### WHAT YOU HAVE TO DO
Reproduce the full text of "Rewriting Ritual Lent Day 29" word for word, from its title through its final sentence.

### PROVIDED PASSAGE
☆ ☆ ☆ ☆ ☆ ☆ ☆
Rewriting Ritual Lent Day 29



As part of the introduction to Drama for grade 8 and 9 boys we start by exploring rituals. The earliest known ritual evidence has been found in the Tsodilo Hills in Botswana dating back 70 000 years ago. It is some 30 000 years older than the oldest evidence of rituals in Europe. The cave is so hidden that archaeologists only discovered it in the 90s. It contains a rock which has been hand carved to resemble a huge python - with scales and everything. Behind the huge rock is a little niche where the Shaman would hide and so when the python would ‘speak’ it was actually the Shaman speaking. He even had a secret exit through the back of the cave so that no one would know that it was in fact his voice issuing from within the bowels of the snake. The remains of thousands of arrow heads have been found at the base of the python’s head. They were carved from rock found hundreds of kilometers from the cave and were burnt as ritualistic sacrifices. This suggests that this cave was a very significant ritual site for the San people and that people travelled for hundreds of miles to be part of the rituals associated with the python. 

When I examine this ritual with my boys we discuss the spiritual significance of all rituals. The fact that earliest man repeated behaviours that unified him with his fellow man and gave him a sense of something greater than himself is truly significant. I would suggest that the moment we developed a sense of human consciousness and community was the time we started to understand that there is indeed a sacred spirit which connects us all to each other and to a greater power. What we do with that knowledge and connection is up to us, I may be so bold as to suggest free will here.
☆ ☆ ☆ ☆ ☆ ☆ ☆
### COLLECTED DATA
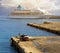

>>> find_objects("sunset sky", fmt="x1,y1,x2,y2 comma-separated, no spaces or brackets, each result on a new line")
0,0,60,15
☆ ☆ ☆ ☆ ☆ ☆ ☆
### ANSWER AREA
Rewriting Ritual Lent Day 29



As part of the introduction to Drama for grade 8 and 9 boys we start by exploring rituals. The earliest known ritual evidence has been found in the Tsodilo Hills in Botswana dating back 70 000 years ago. It is some 30 000 years older than the oldest evidence of rituals in Europe. The cave is so hidden that archaeologists only discovered it in the 90s. It contains a rock which has been hand carved to resemble a huge python - with scales and everything. Behind the huge rock is a little niche where the Shaman would hide and so when the python would ‘speak’ it was actually the Shaman speaking. He even had a secret exit through the back of the cave so that no one would know that it was in fact his voice issuing from within the bowels of the snake. The remains of thousands of arrow heads have been found at the base of the python’s head. They were carved from rock found hundreds of kilometers from the cave and were burnt as ritualistic sacrifices. This suggests that this cave was a very significant ritual site for the San people and that people travelled for hundreds of miles to be part of the rituals associated with the python. 

When I examine this ritual with my boys we discuss the spiritual significance of all rituals. The fact that earliest man repeated behaviours that unified him with his fellow man and gave him a sense of something greater than himself is truly significant. I would suggest that the moment we developed a sense of human consciousness and community was the time we started to understand that there is indeed a sacred spirit which connects us all to each other and to a greater power. What we do with that knowledge and connection is up to us, I may be so bold as to suggest free will here.